EXERCISE DATA
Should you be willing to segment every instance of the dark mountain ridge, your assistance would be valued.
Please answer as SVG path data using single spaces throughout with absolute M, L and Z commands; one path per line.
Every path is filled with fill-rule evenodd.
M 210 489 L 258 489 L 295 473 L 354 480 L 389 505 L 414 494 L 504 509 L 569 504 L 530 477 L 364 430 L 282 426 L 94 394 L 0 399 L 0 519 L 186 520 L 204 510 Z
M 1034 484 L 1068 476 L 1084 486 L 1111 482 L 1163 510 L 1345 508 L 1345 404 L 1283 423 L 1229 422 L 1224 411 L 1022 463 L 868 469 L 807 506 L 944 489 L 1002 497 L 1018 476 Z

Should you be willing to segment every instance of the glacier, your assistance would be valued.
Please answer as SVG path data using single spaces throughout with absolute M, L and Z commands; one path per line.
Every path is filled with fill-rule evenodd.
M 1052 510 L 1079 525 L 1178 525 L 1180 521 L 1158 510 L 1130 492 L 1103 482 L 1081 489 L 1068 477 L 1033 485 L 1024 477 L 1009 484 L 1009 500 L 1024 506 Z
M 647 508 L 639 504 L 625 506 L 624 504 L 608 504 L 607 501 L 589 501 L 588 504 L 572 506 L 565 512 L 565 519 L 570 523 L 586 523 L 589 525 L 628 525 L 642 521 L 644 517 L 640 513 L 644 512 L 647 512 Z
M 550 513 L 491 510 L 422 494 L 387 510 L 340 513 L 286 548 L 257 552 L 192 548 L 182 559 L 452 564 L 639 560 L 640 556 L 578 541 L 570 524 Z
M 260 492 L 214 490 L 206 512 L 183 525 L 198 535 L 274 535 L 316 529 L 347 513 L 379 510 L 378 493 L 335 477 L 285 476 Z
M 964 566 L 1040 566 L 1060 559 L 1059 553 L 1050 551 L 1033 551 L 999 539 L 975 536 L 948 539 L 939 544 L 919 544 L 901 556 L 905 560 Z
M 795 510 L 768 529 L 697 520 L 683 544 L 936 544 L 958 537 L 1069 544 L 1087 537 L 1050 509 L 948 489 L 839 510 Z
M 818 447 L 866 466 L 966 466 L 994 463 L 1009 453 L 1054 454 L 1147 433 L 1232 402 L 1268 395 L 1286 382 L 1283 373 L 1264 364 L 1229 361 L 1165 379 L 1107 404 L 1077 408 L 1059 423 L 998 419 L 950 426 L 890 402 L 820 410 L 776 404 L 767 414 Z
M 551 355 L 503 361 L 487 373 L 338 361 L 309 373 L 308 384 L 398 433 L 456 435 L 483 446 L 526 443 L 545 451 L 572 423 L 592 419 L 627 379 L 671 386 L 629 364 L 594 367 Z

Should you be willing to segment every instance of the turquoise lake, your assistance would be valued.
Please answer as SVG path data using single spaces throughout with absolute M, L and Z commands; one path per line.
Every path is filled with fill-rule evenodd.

THE EXERCISE
Copy all of the material above line for line, keeping every character unchanged.

SOLVED PROBLEM
Should you be willing to segment every instance of the dark mountain ridge, your assistance would be valued.
Please answer as SVG path data using single spaces throughout with absolute M, L and Z commands; one path per line.
Every path is filled with fill-rule evenodd.
M 210 489 L 258 489 L 295 473 L 354 480 L 389 505 L 414 494 L 504 509 L 569 504 L 530 477 L 364 430 L 282 426 L 94 394 L 0 399 L 0 519 L 186 520 L 204 510 Z
M 1034 484 L 1068 476 L 1084 486 L 1111 482 L 1163 510 L 1345 508 L 1345 404 L 1283 423 L 1229 422 L 1224 411 L 1022 463 L 868 469 L 807 506 L 944 489 L 1002 497 L 1018 476 Z

Should you be willing to segment every instance of the glacier, your assistance would be valued.
Please answer as SVG path data using single spaces throughout with absolute M, L and Z commands; one path per line.
Every path is filled with fill-rule evenodd.
M 1052 510 L 1079 525 L 1178 525 L 1180 521 L 1158 510 L 1130 492 L 1103 482 L 1081 489 L 1068 477 L 1033 485 L 1024 477 L 1009 484 L 1009 500 L 1024 506 Z
M 647 508 L 639 504 L 625 506 L 624 504 L 608 504 L 607 501 L 589 501 L 588 504 L 572 506 L 565 512 L 565 519 L 570 523 L 586 523 L 589 525 L 628 525 L 642 521 L 644 517 L 640 513 L 644 512 L 647 512 Z
M 550 513 L 491 510 L 422 494 L 387 510 L 340 513 L 286 548 L 257 552 L 192 548 L 182 559 L 452 564 L 639 560 L 640 556 L 578 541 L 570 524 Z
M 260 492 L 214 490 L 206 512 L 183 525 L 198 535 L 274 535 L 316 529 L 347 513 L 379 510 L 378 493 L 335 477 L 285 476 Z
M 964 566 L 1040 566 L 1060 559 L 1059 553 L 1050 551 L 1033 551 L 999 539 L 975 536 L 948 539 L 939 544 L 919 544 L 901 556 L 905 560 Z
M 795 510 L 768 529 L 697 520 L 683 544 L 936 544 L 958 537 L 1069 544 L 1087 537 L 1050 509 L 948 489 L 839 510 Z
M 818 447 L 866 466 L 966 466 L 994 463 L 1009 453 L 1054 454 L 1147 433 L 1232 402 L 1268 395 L 1286 382 L 1283 373 L 1264 364 L 1229 361 L 1165 379 L 1107 404 L 1077 408 L 1059 423 L 998 419 L 950 426 L 890 402 L 820 410 L 776 404 L 767 414 Z
M 551 355 L 503 361 L 487 373 L 338 361 L 309 373 L 308 384 L 398 433 L 456 435 L 483 446 L 526 443 L 545 451 L 572 423 L 592 419 L 627 379 L 671 386 L 629 364 L 594 367 Z

Should you be willing to segment every instance of the turquoise lake, your assistance would be valued.
Please answer as SVG path data using single spaces throughout with absolute M, L and Z commands; one path per line.
Every path is filled with fill-rule evenodd.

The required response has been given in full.